What you will do :: Count the lines in the data below that contain the string "road", treating uppercase and lowercase as different. Reply with the number alone.

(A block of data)
◇ ◇ ◇

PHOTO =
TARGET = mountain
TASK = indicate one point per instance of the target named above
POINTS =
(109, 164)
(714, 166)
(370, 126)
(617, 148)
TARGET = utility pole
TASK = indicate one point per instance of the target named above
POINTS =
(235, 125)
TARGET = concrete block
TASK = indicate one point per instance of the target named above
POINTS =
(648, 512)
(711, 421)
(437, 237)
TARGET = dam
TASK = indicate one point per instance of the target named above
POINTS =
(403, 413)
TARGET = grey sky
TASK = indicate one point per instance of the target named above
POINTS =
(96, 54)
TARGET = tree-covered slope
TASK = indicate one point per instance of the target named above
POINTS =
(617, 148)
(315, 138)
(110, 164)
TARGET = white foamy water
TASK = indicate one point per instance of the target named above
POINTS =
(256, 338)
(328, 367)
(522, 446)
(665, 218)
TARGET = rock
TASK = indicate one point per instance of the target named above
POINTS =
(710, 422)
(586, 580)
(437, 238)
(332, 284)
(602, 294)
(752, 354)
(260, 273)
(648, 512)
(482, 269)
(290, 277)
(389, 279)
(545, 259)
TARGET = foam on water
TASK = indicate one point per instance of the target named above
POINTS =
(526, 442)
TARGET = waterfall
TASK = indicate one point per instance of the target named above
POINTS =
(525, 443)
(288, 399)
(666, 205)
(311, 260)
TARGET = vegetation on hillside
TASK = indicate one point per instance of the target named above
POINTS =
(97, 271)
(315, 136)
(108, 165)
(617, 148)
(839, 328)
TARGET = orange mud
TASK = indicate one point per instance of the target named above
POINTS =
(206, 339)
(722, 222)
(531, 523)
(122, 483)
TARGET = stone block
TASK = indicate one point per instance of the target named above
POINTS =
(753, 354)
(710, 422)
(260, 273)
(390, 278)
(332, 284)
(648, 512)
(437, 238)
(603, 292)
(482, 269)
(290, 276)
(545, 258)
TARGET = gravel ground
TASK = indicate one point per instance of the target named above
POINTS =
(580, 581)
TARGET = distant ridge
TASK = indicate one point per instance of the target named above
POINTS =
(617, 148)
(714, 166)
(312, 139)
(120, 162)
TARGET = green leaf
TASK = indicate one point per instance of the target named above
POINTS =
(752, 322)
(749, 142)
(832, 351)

◇ ◇ ◇

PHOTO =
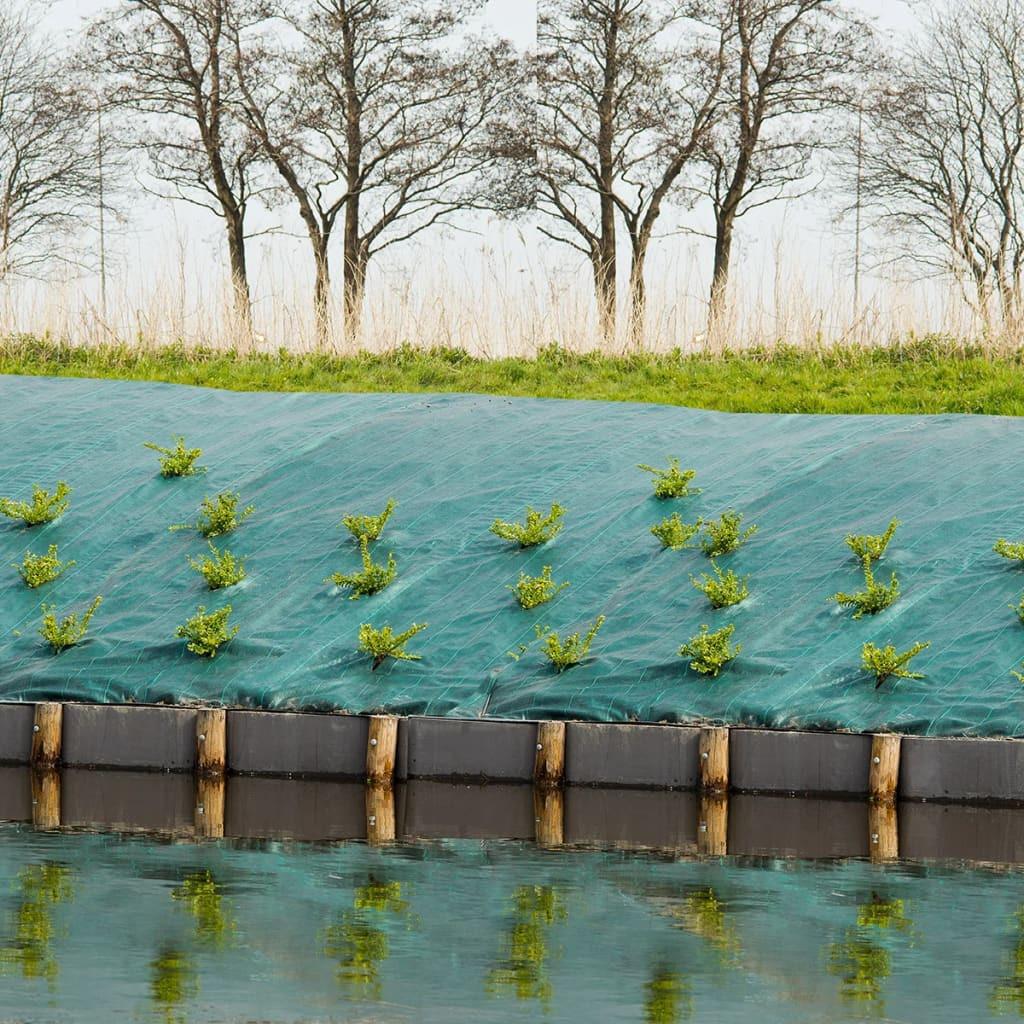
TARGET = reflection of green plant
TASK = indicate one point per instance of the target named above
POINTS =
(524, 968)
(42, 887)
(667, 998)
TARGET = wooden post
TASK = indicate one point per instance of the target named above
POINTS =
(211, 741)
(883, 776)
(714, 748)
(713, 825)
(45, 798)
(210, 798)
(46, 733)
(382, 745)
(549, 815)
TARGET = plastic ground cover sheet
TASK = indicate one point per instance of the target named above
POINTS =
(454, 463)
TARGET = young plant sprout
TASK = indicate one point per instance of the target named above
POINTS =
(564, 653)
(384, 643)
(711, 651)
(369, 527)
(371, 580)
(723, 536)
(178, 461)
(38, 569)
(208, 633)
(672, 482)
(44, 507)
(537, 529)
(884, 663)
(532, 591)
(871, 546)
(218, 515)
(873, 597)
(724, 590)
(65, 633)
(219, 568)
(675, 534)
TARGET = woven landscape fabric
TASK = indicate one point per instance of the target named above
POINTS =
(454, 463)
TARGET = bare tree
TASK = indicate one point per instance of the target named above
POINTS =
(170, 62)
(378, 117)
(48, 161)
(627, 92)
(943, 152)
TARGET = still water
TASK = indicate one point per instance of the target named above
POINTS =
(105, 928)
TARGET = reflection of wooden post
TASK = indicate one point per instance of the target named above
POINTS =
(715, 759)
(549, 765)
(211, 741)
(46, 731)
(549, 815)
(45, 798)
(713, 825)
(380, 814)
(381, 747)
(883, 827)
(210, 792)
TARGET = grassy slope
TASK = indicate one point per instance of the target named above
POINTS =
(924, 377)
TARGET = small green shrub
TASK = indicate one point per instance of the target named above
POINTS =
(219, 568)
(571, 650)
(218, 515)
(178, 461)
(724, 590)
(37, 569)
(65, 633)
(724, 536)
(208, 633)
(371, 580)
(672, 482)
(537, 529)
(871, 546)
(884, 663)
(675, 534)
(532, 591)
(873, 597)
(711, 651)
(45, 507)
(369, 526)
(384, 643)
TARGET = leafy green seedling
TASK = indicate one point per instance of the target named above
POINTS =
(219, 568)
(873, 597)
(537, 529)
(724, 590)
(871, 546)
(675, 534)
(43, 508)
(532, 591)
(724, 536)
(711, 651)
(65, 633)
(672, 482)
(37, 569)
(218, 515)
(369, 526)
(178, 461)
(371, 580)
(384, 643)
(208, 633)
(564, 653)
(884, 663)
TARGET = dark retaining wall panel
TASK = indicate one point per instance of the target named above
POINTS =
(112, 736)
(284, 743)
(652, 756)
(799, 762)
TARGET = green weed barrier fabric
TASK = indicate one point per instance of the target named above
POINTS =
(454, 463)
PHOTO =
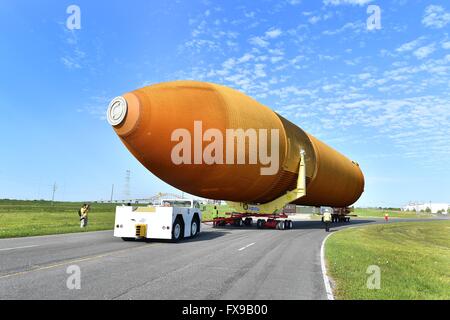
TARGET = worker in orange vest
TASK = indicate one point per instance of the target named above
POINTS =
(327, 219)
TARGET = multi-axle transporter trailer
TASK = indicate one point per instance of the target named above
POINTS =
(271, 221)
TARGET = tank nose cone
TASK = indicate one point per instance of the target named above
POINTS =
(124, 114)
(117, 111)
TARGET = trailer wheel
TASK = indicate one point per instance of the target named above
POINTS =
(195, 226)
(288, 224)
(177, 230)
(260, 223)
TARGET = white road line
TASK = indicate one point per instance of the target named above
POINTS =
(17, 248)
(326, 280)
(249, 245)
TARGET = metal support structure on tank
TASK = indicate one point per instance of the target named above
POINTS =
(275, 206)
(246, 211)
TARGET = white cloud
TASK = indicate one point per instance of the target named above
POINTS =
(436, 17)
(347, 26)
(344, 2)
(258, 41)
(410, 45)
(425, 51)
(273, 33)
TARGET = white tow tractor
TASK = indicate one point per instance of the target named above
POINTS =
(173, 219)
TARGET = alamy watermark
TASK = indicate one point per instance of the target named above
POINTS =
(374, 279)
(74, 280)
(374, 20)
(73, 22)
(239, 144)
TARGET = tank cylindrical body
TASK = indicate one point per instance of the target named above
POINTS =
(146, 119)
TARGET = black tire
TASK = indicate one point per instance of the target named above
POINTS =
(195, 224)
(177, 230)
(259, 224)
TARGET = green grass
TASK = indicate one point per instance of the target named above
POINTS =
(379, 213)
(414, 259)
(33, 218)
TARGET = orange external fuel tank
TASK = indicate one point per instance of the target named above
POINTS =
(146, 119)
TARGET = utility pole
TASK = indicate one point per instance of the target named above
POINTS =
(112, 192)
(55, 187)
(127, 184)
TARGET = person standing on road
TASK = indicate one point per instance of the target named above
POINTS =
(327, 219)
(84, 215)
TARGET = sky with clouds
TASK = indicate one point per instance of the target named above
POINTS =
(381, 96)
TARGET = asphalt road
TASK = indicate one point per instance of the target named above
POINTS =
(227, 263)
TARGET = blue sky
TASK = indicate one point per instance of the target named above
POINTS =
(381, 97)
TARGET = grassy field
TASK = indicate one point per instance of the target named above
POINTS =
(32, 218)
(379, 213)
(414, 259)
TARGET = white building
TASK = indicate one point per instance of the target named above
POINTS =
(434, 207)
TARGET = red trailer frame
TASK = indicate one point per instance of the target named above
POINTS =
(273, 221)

◇ ◇ ◇

The solution :: 3